===== PAGE EXCERPT =====

Langleybury is a country house and estate in Abbots Langley, Hertfordshire, England, about 3 miles (5 km) northwest of the centre of the town of Watford. The house stands on a low hill above the valley of the River Gade.

Owners[edit]

Raymond 1711–1756[edit]

The estate was purchased in 1711 by Robert Raymond, then Solicitor General and later Attorney General, subsequently Baron Raymond, who was Lord Chief Justice of England and Wales from 1724 until 1732.[1]

In 1720 he demolished the original house, of which little is known, and built the mansion which still stands on the site today. A park was laid out around the house in the later eighteenth century. His cipher, a griffin in a crown, can still be seen on the building.

Filmer 1756–1838[edit]

On the death of his son, Robert Raymond, 2nd Baron Raymond, without issue in 1756, the manor was left to Sir Beversham Filmer, 5th Baronet, of East Sutton in Kent.[2] He, dying without children in 1805, bequeathed it to his nephew, Sir John Filmer, 7th Baronet.[2]) It then descended in the family till 1838.[1] The Filmers were absentee landlords.

In 1762 the road at the lower edge of the park became the Sparrows Herne turnpike, and in the 1790s the Grand Junction Canal was dug along the valley bottom alongside the road.

=====

WHAT TO WORK ON >>
In the Langleybury excerpt, what cipher of Robert Raymond can still be seen on the building?

===== RECORDED INFORMATION =====

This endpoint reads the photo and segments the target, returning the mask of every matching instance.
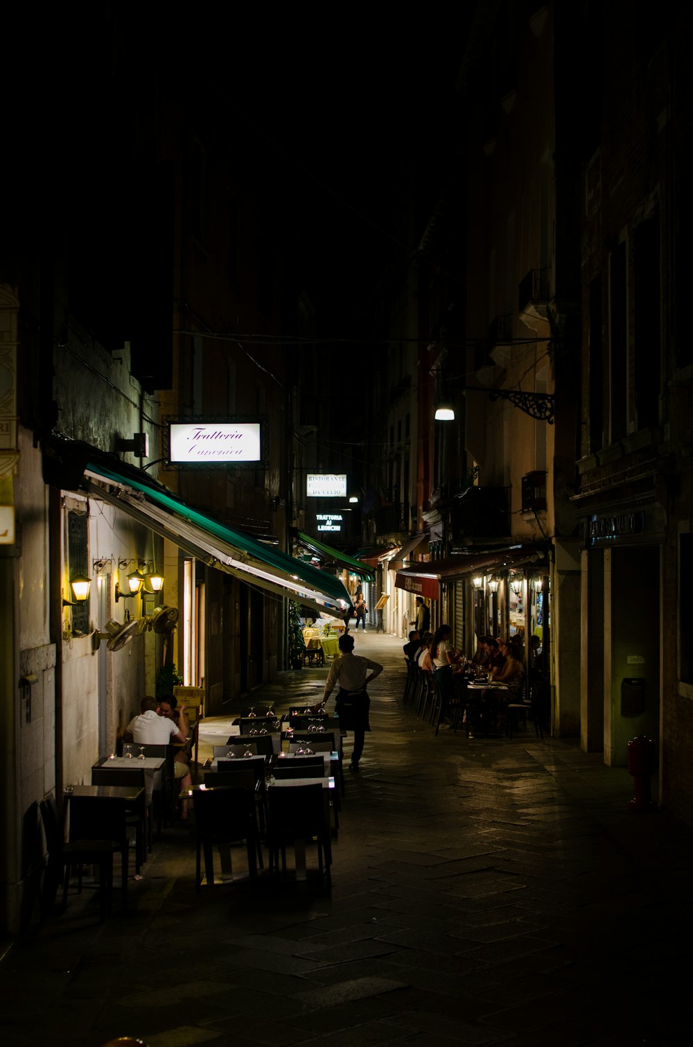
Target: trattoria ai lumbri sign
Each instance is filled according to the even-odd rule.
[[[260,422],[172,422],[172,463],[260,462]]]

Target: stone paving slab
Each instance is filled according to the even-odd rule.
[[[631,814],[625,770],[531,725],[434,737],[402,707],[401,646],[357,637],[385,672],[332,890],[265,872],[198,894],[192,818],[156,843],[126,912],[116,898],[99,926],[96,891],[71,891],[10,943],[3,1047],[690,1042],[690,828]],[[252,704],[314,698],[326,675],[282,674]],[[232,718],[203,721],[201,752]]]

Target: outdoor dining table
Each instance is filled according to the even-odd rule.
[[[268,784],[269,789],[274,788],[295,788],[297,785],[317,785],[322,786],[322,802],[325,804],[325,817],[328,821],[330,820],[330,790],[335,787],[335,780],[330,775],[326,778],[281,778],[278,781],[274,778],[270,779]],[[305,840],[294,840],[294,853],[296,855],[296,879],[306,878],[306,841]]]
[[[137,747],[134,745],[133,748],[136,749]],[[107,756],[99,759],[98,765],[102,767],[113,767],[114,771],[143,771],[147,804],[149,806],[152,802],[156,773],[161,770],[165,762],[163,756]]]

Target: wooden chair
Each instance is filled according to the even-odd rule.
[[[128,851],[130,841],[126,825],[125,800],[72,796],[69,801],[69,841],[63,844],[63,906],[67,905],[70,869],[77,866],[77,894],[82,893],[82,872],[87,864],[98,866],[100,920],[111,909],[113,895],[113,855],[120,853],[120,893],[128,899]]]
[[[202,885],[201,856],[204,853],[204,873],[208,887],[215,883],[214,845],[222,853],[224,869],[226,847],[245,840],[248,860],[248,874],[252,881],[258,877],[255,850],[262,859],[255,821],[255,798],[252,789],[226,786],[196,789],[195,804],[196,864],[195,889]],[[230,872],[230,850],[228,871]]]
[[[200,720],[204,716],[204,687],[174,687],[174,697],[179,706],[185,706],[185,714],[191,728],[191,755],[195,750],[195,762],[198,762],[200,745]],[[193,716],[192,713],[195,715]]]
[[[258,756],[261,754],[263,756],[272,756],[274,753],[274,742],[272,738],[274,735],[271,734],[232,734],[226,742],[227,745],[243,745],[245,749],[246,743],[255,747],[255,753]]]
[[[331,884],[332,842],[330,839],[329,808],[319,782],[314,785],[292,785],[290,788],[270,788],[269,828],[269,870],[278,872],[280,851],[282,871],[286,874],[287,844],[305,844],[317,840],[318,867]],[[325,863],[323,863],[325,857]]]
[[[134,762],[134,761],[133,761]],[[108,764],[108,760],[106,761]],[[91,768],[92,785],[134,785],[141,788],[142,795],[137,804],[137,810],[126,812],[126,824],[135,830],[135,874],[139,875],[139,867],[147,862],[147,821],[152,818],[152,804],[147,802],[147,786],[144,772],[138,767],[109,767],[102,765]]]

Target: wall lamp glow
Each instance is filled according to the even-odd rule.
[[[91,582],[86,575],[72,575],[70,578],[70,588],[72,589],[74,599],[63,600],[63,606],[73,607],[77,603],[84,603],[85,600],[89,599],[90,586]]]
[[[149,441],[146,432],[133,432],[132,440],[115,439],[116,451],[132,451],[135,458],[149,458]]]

=====
===== RECORDED INFORMATION =====

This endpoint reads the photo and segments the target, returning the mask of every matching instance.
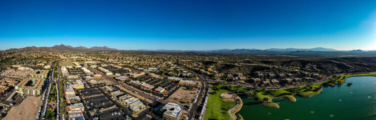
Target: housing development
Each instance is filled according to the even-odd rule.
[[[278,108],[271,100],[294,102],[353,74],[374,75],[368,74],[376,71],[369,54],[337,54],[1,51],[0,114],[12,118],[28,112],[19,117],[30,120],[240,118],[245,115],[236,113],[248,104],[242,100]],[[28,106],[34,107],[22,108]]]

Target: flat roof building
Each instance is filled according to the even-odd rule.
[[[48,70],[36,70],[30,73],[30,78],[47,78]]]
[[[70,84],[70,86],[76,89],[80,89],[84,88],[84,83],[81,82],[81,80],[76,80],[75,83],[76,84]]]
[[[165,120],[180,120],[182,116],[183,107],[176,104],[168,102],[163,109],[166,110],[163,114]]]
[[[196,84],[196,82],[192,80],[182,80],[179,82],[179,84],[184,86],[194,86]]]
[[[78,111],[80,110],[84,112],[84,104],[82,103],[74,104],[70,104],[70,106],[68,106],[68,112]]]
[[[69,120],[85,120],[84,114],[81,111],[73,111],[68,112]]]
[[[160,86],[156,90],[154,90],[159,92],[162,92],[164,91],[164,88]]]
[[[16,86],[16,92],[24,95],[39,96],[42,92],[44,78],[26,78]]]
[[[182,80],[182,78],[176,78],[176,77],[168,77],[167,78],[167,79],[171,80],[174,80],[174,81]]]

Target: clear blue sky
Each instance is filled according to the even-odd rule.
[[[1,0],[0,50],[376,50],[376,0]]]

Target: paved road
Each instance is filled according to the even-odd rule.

=====

RESPONSE >>
A griffin in a crown.